---------- Reading text

- Born: July 30, 1901 Akron, Ohio
- Died: April 27, 1978 (aged 76) Washington, D.C.
- Education: Cornell University; Harvard Law School;
- Employer: U.S. Department of Health, Education and Welfare
- Children: 2
- Parent: Walter Francis Willcox

= Alan Willcox =

American lawyer (1901– 1978)

Alanson Work Willcox (July 30, 1901 – April 27, 1978) was an American lawyer who served as general counsel to the U.S. Department of Health, Education and Welfare.

Willcox was born in Akron Ohio, the son of statistician Walter Francis Willcox. He graduated from The Hill School in 1918, Cornell in 1922, and Harvard Law School in 1926. At Cornell, he was a member of Psi Upsilon.

He worked for the US Government during the Roosevelt and Truman years, from 1934-1953, and later returned to Washington (1961-1969) during the Kennedy/Johnson presidency. Initially he worked as a legal advisor for the Treasury Department but within a short time he started a longer term position with the Social Security Board which had recently been established to implement and operate the Social Security Act of 1935. During that period an important part of his role involved ensuring that the Social Security Act could be defended against constitutional challenges.

--------------------
---------- Records supplied

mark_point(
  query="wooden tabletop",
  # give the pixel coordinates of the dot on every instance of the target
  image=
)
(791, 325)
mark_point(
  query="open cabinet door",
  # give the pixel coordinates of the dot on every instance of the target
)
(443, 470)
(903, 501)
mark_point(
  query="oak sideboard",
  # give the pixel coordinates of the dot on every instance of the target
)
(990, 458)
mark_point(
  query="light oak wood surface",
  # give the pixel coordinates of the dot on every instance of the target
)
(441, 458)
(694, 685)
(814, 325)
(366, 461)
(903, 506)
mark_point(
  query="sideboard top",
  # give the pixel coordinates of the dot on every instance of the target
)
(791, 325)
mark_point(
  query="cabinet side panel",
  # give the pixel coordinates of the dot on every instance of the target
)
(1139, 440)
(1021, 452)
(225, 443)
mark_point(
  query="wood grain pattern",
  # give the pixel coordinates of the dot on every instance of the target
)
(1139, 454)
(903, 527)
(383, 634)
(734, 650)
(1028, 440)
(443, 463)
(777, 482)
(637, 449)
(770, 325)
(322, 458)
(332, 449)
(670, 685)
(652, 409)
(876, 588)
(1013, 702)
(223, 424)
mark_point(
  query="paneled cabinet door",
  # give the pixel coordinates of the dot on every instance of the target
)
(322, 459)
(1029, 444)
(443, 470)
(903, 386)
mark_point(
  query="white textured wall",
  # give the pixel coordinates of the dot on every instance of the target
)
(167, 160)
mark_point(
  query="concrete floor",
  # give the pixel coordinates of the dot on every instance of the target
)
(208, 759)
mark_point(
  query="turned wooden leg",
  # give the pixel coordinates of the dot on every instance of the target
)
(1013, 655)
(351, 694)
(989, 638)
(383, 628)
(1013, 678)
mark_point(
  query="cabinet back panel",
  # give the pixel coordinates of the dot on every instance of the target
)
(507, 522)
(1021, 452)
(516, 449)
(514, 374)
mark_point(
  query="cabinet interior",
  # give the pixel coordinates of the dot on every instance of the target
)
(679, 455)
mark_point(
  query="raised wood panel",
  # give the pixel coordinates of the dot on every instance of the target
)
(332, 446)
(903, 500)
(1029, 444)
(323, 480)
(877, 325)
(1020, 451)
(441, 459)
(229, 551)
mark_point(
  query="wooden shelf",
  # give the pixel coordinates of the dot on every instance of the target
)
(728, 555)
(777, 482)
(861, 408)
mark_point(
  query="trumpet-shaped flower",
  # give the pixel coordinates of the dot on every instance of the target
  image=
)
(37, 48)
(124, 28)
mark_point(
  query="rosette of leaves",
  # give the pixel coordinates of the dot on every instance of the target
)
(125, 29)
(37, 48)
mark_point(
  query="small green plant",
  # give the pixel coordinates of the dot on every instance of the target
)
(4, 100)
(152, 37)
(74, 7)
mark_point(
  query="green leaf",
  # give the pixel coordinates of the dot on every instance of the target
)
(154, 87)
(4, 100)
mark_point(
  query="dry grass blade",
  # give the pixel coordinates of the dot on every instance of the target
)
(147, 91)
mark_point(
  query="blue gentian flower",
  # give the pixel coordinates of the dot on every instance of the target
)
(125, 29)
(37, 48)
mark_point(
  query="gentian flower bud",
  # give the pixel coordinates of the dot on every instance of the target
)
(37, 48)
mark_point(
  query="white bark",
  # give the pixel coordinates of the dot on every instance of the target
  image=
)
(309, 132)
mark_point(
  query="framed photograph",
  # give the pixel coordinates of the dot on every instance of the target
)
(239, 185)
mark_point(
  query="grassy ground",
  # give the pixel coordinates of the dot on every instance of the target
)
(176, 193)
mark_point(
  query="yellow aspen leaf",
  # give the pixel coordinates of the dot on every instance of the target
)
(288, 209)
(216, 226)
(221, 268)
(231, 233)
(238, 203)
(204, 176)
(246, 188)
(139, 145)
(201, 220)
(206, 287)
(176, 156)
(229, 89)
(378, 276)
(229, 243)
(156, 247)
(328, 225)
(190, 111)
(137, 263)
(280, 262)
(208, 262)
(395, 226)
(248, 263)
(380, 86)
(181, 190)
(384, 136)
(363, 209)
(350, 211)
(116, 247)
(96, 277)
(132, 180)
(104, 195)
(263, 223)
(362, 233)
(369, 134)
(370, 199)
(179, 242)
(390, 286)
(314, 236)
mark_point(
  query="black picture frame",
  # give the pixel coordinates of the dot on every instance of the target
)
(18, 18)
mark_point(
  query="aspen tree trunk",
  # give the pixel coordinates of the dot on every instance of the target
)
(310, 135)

--------------------

** Directions **
1. Answer these questions using the Alan Willcox biography:
(a) From which school did Willcox graduate in 1918?
(b) Of what organization was he a member at Cornell?
(c) For which department did he first work as a legal advisor?
2. Write a continuation of the Alan Willcox biography, starting after its final sentence.
The material above plays no part in this exercise.

** Responses to the tasks **
1.
(a) The Hill School
(b) Psi Upsilon
(c) The Treasury Department

2.
In the sixties he was appointed as general counsel to the U.S. Department of Health, Education and Welfare and was deeply involved in the Social Security Amendments of 1965 which resulted in creation of the Medicare program.

==Mountaineering==
Well into his 40s he was an active climber and alpinist. His climbing partners included Bill House ( a key member of the 1938 American Karakoram expedition to K2), Elizabeth Woolsey and his brother William B. Willcox.

In addition to climbing in the European Alps, he joined Fritz Wiessner, Bill House and Elizabeth Woolsey in 1936 on an expedition that achieved the first ascent of Mount Waddington which, at the time, was Canada’s highest unclimbed peak at 4019 m. Wiessner and House reached the summit; Willcox and Woolsey remained at high camp as the backup pair.

Willcox died at his Washington, D.C. home in 1978, leaving his wife and their two sons.